* WRITTEN INSTRUCTION
Take down each entry exactly as written.

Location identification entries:
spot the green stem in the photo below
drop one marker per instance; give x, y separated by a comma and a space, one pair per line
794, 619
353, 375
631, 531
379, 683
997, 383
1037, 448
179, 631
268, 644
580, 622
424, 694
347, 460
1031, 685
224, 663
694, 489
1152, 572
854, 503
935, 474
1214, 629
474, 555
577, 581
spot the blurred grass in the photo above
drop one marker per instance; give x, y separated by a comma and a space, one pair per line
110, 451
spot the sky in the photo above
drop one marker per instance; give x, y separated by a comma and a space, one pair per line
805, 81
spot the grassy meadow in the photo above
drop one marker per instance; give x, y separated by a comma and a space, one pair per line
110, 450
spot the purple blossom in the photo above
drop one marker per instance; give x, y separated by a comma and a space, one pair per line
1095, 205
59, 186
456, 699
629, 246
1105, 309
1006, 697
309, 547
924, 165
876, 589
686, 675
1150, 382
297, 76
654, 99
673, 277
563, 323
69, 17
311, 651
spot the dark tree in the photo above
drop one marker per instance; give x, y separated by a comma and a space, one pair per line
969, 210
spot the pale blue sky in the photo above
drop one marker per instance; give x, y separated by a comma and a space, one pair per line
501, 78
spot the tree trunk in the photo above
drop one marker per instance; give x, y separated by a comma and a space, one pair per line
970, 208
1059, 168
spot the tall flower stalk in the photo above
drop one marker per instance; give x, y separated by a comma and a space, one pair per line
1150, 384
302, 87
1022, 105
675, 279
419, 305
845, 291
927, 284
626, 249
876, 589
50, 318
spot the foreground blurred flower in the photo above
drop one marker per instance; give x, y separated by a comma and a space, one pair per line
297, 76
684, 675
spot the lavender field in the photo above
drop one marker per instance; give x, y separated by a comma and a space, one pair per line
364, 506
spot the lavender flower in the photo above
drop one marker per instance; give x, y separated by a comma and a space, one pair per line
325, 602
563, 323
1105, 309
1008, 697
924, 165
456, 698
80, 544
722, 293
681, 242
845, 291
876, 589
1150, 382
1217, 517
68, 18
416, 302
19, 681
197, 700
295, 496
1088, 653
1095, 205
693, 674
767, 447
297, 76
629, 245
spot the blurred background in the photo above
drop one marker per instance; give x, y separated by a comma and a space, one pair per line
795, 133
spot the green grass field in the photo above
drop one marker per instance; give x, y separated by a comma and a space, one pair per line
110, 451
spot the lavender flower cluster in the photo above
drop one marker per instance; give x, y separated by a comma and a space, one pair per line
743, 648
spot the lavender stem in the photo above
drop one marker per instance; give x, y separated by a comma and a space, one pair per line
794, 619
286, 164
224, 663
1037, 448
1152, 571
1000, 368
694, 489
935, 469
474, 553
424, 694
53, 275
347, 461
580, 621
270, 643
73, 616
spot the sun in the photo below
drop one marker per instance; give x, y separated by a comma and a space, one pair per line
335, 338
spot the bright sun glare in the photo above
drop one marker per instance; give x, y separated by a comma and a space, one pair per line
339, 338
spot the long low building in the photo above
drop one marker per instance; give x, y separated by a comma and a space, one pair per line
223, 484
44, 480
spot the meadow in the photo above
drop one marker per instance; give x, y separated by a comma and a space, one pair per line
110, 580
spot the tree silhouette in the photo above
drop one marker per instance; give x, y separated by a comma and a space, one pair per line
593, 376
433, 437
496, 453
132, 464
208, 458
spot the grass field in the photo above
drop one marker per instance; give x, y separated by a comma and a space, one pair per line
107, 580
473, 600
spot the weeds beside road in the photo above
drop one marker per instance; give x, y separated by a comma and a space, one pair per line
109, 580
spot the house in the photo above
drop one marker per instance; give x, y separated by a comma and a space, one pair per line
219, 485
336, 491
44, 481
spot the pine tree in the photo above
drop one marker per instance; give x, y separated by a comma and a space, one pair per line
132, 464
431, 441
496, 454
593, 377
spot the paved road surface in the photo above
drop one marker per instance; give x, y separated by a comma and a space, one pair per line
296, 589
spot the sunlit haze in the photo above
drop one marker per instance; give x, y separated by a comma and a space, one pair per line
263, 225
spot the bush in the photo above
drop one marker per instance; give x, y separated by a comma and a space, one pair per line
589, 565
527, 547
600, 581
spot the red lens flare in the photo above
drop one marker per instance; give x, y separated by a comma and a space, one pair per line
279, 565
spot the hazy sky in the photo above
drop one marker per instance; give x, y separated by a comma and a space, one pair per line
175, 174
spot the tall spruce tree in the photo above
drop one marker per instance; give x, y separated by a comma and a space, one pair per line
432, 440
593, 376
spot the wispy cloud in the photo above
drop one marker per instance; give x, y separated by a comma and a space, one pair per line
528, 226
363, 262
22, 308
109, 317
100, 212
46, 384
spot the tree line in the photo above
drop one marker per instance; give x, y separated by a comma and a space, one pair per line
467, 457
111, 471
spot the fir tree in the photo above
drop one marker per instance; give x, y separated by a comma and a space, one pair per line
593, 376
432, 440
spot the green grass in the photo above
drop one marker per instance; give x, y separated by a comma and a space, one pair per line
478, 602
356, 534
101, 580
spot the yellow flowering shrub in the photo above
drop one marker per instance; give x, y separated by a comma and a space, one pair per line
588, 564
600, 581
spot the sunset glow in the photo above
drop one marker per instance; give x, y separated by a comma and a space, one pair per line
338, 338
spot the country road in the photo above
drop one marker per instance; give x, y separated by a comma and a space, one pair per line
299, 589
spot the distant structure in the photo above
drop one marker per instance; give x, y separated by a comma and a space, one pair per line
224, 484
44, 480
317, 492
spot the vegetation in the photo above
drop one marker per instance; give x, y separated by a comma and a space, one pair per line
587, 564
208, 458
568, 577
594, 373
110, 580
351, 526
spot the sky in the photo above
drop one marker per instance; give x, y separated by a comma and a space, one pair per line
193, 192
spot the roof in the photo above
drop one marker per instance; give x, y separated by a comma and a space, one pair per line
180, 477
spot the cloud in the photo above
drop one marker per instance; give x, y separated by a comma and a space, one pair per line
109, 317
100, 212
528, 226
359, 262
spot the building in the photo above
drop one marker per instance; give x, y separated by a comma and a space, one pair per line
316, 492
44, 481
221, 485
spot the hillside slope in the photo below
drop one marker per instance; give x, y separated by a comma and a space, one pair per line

* RESULT
spot the green stem in the photo below
drop one marker per instance; give x, y separated by a comma and a space, one pair per line
794, 619
353, 375
631, 531
379, 683
997, 383
1037, 448
179, 631
268, 644
580, 622
424, 694
347, 460
1031, 685
224, 663
694, 489
1152, 572
854, 503
935, 474
1214, 629
474, 555
577, 581
spot the blurred grass in the photo above
drop one marker per instance; give x, y separated by a comma and a space, one pair per line
110, 451
spot the sky in the photo above
drop one marker per instance; give x, y separated by a comma and a space, one pair per line
805, 81
spot the grassy meadow in the photo above
drop one marker per instance; give x, y separated by a comma and a space, one pair per line
110, 450
spot the purple blossom in the photo above
drop one marker per instance; give x, y separated by a comma and a space, one pair per line
1095, 205
59, 186
456, 699
629, 246
1105, 309
1006, 697
309, 547
924, 165
876, 589
686, 675
1150, 382
297, 76
654, 99
673, 277
563, 323
69, 17
311, 651
spot the dark tree in the photo above
drop one marker per instance; give x, y separated by a comma and a space, one pair per line
969, 210
spot the pale blue sky in the photo above
drop one marker per instance; give x, y separated by a comma and a space, one pair per line
501, 78
spot the tree trunk in the photo above
drop one marker per instance; give x, y separated by a comma and a space, one pair per line
970, 208
1059, 168
spot the tall flower stalk in the photo above
drop one marker per instance; give x, y separated by a comma and a space, one pair per line
1150, 384
302, 87
1022, 105
675, 279
419, 305
845, 291
927, 284
626, 249
876, 589
50, 318
spot the foreground blurred flower in the photo above
drop one marker per instance; give x, y separated by a comma and a space, one pair per line
297, 76
684, 675
spot the lavender field in the photo above
drop one marker per instance; give x, y separated by a comma and a space, one pair per line
364, 506
spot the lavender flower in the photo above
drop one marker per instance; give x, y separated by a comma and a space, one pair per line
325, 602
563, 323
1105, 309
1008, 697
924, 165
456, 698
80, 544
722, 293
681, 242
845, 291
876, 589
1150, 382
1217, 517
68, 18
416, 302
19, 681
197, 700
295, 496
1088, 653
1095, 205
693, 674
767, 447
297, 76
629, 245
spot the blurred background in the photo above
drop one marker per instance; give x, y separated by a comma and a space, one pair per line
795, 133
spot the green grass field in the photo above
drop one marker per instance; give x, y separated by a comma and a space, one pair per line
110, 451
spot the lavender flower cluster in the photo above
drop one marker per instance; give x, y separated by a comma and a space, one pair per line
743, 648
spot the lavender stem in the photo above
drop one marker per instance; give x, y separated by a comma and a space, one pair per line
794, 619
286, 164
224, 663
1037, 448
1152, 571
1000, 368
694, 489
935, 469
474, 553
424, 694
53, 275
347, 461
580, 621
270, 643
73, 616
spot the sun in the photo below
drop one marker per instance; give x, y separated by a comma and a space, one pair per line
335, 338
spot the bright sun glare in the photo above
drop one marker per instance; give x, y separated by a comma and a space, one pair per line
339, 338
spot the long low building in the photo above
drop one marker per instance; give x, y separated by a comma and a space, one pair per line
223, 484
44, 480
spot the meadow in the photo above
drop one marker per instance; give x, y separated by a comma and a space, one pair per line
110, 580
spot the tree silhouette in the photo above
drop one marker per instance; give x, y separated by a comma and a space, one pair per line
593, 376
433, 437
496, 453
132, 464
208, 458
spot the grass field in the photo above
drop one marker per instance; give x, y separated by a comma and a space, one pair per line
107, 580
473, 600
spot the weeds beside road in the photo above
drop one marker per instance; give x, y separated by a comma and a space, one pair per line
109, 580
spot the house in the photo above
drop one marker per instance; give x, y separated by a comma and a space, one pair per line
219, 485
336, 491
44, 481
spot the pine tree in the photo above
drop one marker per instance; give x, y separated by a comma and a space, one pair per line
132, 464
431, 441
496, 454
593, 377
spot the paved road surface in the photo above
drop one marker per instance; give x, y separated by a comma and a space, one pair per line
296, 589
spot the sunlit haze in the photo above
drop one marker per instance; give x, y separated by a comma and a space, one pair per line
263, 225
spot the bush in the photo above
drop one marker per instance; give x, y separated by a comma and a space, one pair per line
589, 565
527, 547
600, 581
spot the red lens flare in the photo above
drop one marker per instance; give x, y separated by a comma and a space, one pair per line
279, 565
spot the hazy sky in the photo above
drop one marker per instance; give x, y separated by a comma and a space, one pair per line
175, 174
spot the tall spruce tree in the photo above
drop one marker per instance; give x, y separated by a comma and a space, one pair per line
432, 440
593, 376
spot the wispy cloud in the photo above
drop one marker per instance; give x, y separated by a comma and a space, one pair per line
528, 226
363, 262
22, 308
109, 317
100, 212
46, 384
spot the tree line in the photo above
drop one marker per instance; give x, y separated by a comma and a space, one pair per line
467, 457
111, 471
spot the fir tree in the photo above
drop one marker per instance; give x, y separated by a comma and a space, one pair per line
593, 376
432, 440
spot the green grass in the photo above
drop one marker per instance; give x, y separated by a comma and a space, one pair per line
478, 602
356, 534
101, 580
spot the yellow flowering shrub in the photo above
drop one marker per instance; give x, y separated by a comma and a space, one pair per line
588, 564
600, 581
spot the sunset glow in the photo above
drop one marker per instance; give x, y separated by a comma and a space, one pair per line
338, 338
spot the country road in the photo above
drop one marker per instance; give x, y separated by a comma and a space, one pair per line
299, 589
spot the distant structure in the photo above
drop one marker per instance; give x, y separated by a comma and a space, one pair per line
224, 484
44, 480
317, 492
spot the vegetation in the photo above
drop one marker per instance; give x, y separated by a comma and a space, one pair per line
587, 564
208, 458
568, 577
594, 373
110, 580
351, 526
spot the sky in the photo above
drop one marker per instance; give x, y separated by a comma and a space, one pair per line
193, 192
spot the roof in the photo above
drop one marker per instance; give x, y separated by a comma and a space, one pair per line
180, 477
spot the cloud in the photo above
drop one marker per instance; give x, y separated by a comma and a space, one pair per line
109, 317
100, 212
528, 226
359, 262
spot the building in the photo above
drop one marker per instance; give x, y separated by a comma and a space, one pair per line
316, 492
44, 481
221, 485
spot the hillside slope in the photo below
drop one marker per instance; give x, y separated by a comma and a space, one pair per line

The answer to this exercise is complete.